» Required task
According to Rossett (1987) in the text on evaluation below, what kinds of information is a training needs assessment meant to gather? List all of them.

Evaluation

Domain of Evaluation

Seels and Richey (1994) define evaluation as “the process of determining the adequacy of instruction and learning” (p. 54). They assert that evaluation occurs throughout all stages of the instructional process and affects all domains of instructional technology. Evaluation is a natural process because “we are constantly assessing the worth of activities or events according to some system of valuing” whether it is a new product or idea (Seels & Richey, 1994, p. 52).

Within the domain of evaluation, Seels and Richey (1994) makes the distinction between three levels of evaluation: program evaluation, project evaluation, and materials evaluation (p. 55). An explanation of these levels can be found in Table 3.

In order for evaluation to be successful, three areas within an instructional technology project must overlap. Instruction, objectives, and evaluation must all be interrelated so that instruction and evaluation are based on the objectives while the instruction and objectives are also evaluated (Chen, 2006).

Many forms and levels of evaluation exist including product, process, formal, informal, performance, achievement, and confirmative in addition to the sub-domains identified by Seels and Richey (1994).

The four sub-domains of evaluation according to Seels and Richey (1994) are:

Problem Analysis

Criterion Referenced Management

Formative Evaluation

Summative Evalution

Problem Analysis

According to Seels and Richey (1994), problem analysis “involves determining the nature and parameters of the problem by using information gathering and decision making strategies” (p.56). Seels & Glasgow (1998) explain that problem analysis includes needs assessment to determine gaps, performance analysis to determine if instruction is a potential solution or part of the solution, and contextual analysis is conducted to determine what learner and environment characteristics must be considered in the proposed solution.

During the early stages of the instructional design process, a need has often been identified in the given situation and a needs assessment is required in order to effectively evaluate the needs. In her book Training Needs Assessment, Alison Rossett (1987) describes training needs assessment as “the systematic study of a problem or innovation , incorporating data and opinions from varied sources, in order to make effective decisions or recommendations about what should happen next” (p.3).

According to Rossett (1987), the purposes of the training needs assessment (TNA) are to gather information about optimals, actuals, feelings, causes, and solutions. Optimals are what should be in the situations while actuals represent what is in the given situation. Feelings are related to learner, organization, and management attitudes about the situation. Finally, causes and solutions are related to opinions and data about possible causes of the problem as well as opinions and data about possible solutions. These purposes are described in Table 4.

» Provided records
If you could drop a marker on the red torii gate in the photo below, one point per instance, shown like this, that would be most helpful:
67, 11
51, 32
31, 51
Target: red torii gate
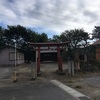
37, 48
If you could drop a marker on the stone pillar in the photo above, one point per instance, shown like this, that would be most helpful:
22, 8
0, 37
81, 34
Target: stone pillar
70, 68
38, 61
59, 60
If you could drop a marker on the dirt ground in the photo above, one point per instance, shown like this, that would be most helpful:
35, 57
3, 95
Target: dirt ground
86, 83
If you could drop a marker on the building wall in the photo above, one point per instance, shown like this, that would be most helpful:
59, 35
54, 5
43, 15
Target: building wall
7, 56
98, 53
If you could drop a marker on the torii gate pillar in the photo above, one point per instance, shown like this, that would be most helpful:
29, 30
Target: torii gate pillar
60, 69
38, 60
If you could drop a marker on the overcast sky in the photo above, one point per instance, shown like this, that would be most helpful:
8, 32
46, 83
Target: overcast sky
51, 16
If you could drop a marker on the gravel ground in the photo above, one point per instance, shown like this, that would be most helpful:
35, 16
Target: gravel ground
86, 83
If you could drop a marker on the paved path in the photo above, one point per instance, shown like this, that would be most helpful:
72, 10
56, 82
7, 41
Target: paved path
40, 90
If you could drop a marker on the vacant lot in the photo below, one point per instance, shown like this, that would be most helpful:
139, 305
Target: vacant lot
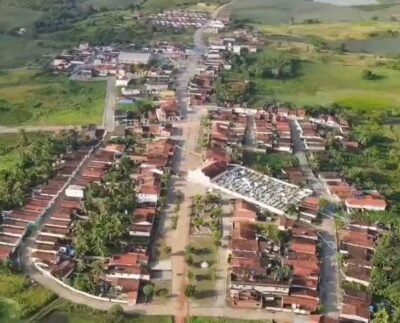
31, 98
288, 11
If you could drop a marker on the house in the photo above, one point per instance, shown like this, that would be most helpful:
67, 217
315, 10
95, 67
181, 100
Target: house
365, 204
244, 211
134, 58
247, 299
129, 266
355, 305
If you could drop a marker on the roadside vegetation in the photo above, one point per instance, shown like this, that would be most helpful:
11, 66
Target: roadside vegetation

» The solution
Optimals, actuals, feelings, causes, and solutions.